[What is required] Only an exact repetition of the entries will do.

----- Dataset records

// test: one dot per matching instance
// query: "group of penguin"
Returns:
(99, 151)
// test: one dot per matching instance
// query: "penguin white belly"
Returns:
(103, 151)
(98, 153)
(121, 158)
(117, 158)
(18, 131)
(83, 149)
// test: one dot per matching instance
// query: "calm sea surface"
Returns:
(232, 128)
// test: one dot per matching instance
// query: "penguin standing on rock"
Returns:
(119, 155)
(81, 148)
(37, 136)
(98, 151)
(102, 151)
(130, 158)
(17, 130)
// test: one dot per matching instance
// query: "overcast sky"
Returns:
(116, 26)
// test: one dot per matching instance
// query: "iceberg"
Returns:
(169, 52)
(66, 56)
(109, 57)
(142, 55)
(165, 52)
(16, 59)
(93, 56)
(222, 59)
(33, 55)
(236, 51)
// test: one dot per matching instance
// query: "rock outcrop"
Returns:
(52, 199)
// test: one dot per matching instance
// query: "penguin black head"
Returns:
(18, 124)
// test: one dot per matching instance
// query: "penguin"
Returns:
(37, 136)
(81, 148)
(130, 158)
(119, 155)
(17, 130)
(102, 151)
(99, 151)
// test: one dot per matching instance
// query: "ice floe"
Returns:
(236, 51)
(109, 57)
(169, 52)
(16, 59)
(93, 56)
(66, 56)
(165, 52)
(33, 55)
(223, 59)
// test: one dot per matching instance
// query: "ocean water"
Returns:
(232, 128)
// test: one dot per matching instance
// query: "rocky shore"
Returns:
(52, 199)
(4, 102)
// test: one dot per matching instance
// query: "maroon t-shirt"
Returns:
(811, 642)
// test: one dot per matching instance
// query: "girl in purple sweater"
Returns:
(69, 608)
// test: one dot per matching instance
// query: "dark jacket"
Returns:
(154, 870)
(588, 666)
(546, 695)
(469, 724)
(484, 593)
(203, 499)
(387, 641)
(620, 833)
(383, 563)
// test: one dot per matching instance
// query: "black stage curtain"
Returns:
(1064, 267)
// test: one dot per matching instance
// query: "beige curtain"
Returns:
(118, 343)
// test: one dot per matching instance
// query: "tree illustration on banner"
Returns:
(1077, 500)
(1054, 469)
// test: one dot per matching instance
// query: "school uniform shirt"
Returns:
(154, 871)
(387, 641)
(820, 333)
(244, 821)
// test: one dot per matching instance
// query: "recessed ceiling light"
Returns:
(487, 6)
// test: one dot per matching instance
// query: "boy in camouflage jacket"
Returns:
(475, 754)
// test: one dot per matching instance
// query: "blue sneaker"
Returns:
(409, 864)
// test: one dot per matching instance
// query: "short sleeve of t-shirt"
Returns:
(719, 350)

----------

[Output of the exercise]
// test: one dot per matching instance
// query: "group of penguin"
Returns:
(99, 151)
// test: one dot per matching instance
// query: "penguin white belly"
Returns:
(103, 151)
(98, 153)
(121, 158)
(117, 158)
(18, 131)
(83, 149)
// test: one dot per matching instance
// query: "calm sea surface"
Returns:
(232, 128)
// test: one dot per matching instance
// query: "penguin standing on rock"
Returns:
(119, 155)
(81, 148)
(37, 136)
(98, 151)
(102, 151)
(130, 158)
(17, 130)
// test: one dot per matching instance
// query: "overcast sky"
Returns:
(116, 26)
// test: one dot per matching instance
// query: "iceberg"
Returns:
(169, 52)
(66, 56)
(109, 57)
(142, 55)
(165, 52)
(16, 59)
(93, 56)
(222, 59)
(33, 55)
(236, 51)
// test: one dot per matching instance
// query: "rock outcrop"
Returns:
(52, 199)
// test: one dot per matching instance
// query: "penguin black head"
Returns:
(18, 124)
// test: one dot per matching instance
// query: "penguin"
Returns:
(37, 136)
(81, 148)
(130, 158)
(119, 155)
(17, 130)
(102, 151)
(99, 151)
// test: one dot per matching instance
// query: "ice floe"
Returns:
(236, 51)
(109, 57)
(169, 52)
(16, 59)
(93, 56)
(66, 56)
(165, 52)
(33, 55)
(223, 59)
// test: one dot per matching instance
// query: "ocean water"
Returns:
(232, 128)
// test: one dot per matching instance
// query: "rocky shore"
Returns:
(52, 199)
(4, 102)
// test: one dot per matching instance
// query: "maroon t-shirt"
Returns:
(811, 642)
// test: one dot per matching instance
// query: "girl in purple sweater"
Returns:
(69, 608)
// test: one dot per matching instance
// query: "dark jacket"
Returns:
(154, 870)
(588, 666)
(546, 695)
(469, 724)
(484, 593)
(203, 499)
(387, 641)
(620, 833)
(383, 563)
// test: one dot per matching instance
// query: "black stage curtain"
Returns:
(1064, 267)
// test: one dot per matching instance
// query: "beige curtain"
Returns:
(118, 343)
// test: one dot per matching instance
// query: "tree illustration on banner"
Returns:
(1077, 500)
(1054, 469)
// test: one dot per matching instance
// query: "school uniform shirt"
Returns:
(154, 871)
(387, 641)
(820, 333)
(244, 821)
// test: one dot per matching instance
// query: "recessed ceiling light"
Returns:
(487, 6)
// test: one dot per matching instance
// query: "boy in camouflage jacket"
Returns:
(475, 754)
// test: one dot per matching instance
// query: "blue sneaker"
Returns:
(409, 864)
// test: one dot per matching instance
// query: "short sleeve of t-shirt"
Returns:
(719, 350)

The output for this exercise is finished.